Instructions to follow »
Rewrite the material from the line with "Expected: for every instance of the wet" through the end of the material, keeping the requests and scaling every pixel coordinate in the answers by 2.5, rounded to whole numbers with halves rounded up. Leave the pictures out.

Records to process »
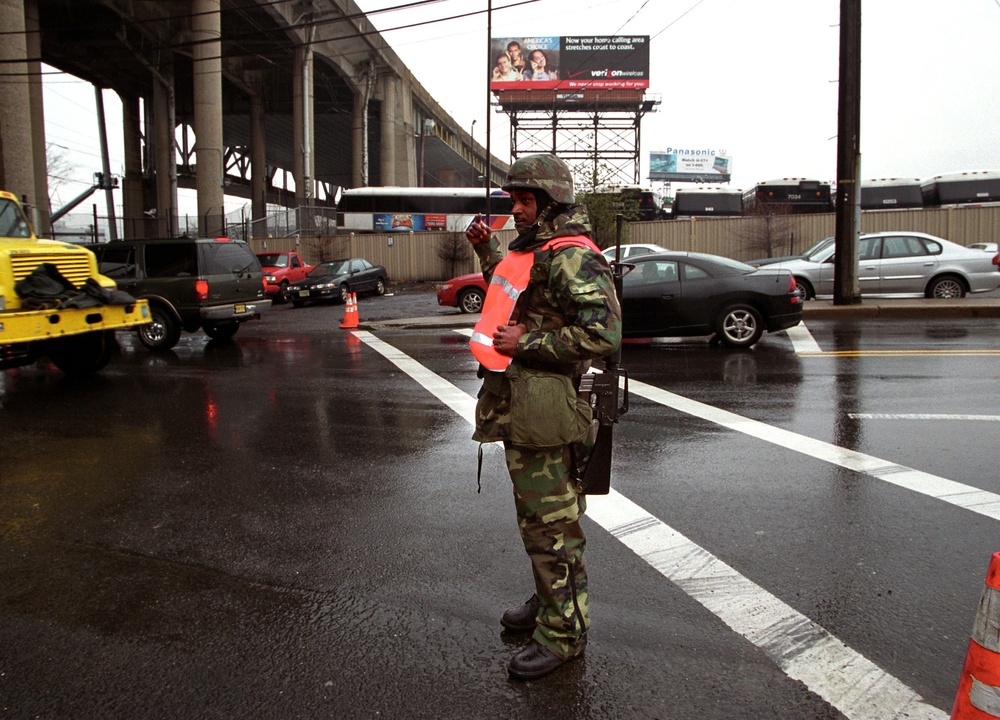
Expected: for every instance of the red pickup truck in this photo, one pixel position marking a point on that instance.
(280, 270)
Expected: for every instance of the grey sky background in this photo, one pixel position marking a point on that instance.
(755, 79)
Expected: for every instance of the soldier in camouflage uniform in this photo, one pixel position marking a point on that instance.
(567, 316)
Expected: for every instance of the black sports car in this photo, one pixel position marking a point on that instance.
(679, 294)
(336, 279)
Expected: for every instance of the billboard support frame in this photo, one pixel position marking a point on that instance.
(594, 136)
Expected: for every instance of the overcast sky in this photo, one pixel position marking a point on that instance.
(757, 80)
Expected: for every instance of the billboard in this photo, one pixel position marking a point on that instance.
(690, 165)
(569, 63)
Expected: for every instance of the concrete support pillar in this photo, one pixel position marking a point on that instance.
(302, 127)
(164, 152)
(207, 71)
(133, 220)
(357, 141)
(387, 129)
(408, 129)
(258, 169)
(17, 165)
(40, 195)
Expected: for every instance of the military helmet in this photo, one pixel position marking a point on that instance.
(542, 172)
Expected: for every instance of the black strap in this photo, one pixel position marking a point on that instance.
(479, 472)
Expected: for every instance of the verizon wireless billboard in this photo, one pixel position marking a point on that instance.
(570, 63)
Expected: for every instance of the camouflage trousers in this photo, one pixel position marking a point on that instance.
(549, 508)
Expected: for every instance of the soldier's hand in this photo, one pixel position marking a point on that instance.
(478, 231)
(506, 337)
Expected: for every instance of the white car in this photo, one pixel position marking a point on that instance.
(632, 251)
(902, 264)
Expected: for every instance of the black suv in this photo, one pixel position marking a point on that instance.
(189, 283)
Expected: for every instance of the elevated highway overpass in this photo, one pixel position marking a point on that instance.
(278, 102)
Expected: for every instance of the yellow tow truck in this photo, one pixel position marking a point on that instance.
(78, 340)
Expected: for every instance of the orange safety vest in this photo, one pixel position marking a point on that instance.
(510, 278)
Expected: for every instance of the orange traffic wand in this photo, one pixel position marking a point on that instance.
(978, 695)
(351, 312)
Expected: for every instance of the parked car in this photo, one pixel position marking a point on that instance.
(821, 245)
(281, 269)
(466, 292)
(902, 263)
(337, 279)
(632, 250)
(684, 294)
(213, 284)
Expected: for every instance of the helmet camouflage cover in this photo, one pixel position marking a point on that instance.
(542, 172)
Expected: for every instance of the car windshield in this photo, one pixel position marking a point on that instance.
(273, 260)
(334, 267)
(818, 252)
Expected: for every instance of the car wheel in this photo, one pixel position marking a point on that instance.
(471, 300)
(84, 354)
(740, 326)
(946, 286)
(804, 289)
(221, 331)
(163, 332)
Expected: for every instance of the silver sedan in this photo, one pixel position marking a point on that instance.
(902, 264)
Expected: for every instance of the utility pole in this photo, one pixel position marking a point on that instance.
(846, 289)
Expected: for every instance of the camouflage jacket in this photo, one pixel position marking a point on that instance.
(569, 309)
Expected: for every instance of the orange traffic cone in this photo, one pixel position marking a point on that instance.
(978, 695)
(351, 312)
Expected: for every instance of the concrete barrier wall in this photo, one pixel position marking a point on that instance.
(414, 257)
(744, 238)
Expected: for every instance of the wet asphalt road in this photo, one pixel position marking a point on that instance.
(288, 526)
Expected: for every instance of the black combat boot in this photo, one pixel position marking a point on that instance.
(522, 617)
(536, 661)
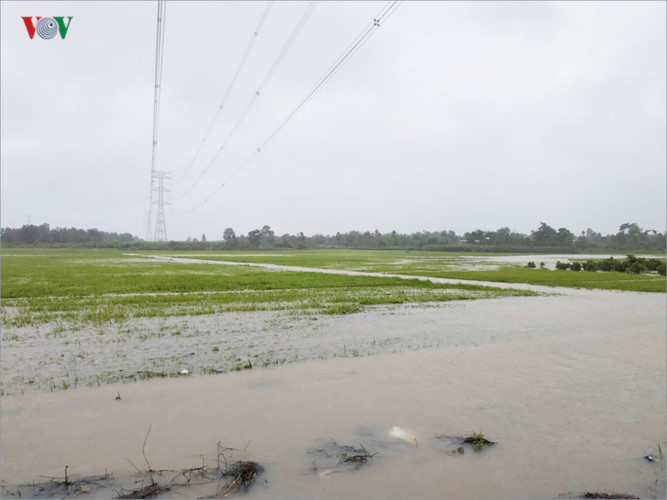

Solution to this problem »
Expected: for every instance of the wet asphalt road in this photo, one pixel position marking a point on that instance.
(720, 1315)
Expected: for every instance of the black combat boot in this photo, one pixel position marking a point on that instance.
(1305, 1543)
(1340, 1653)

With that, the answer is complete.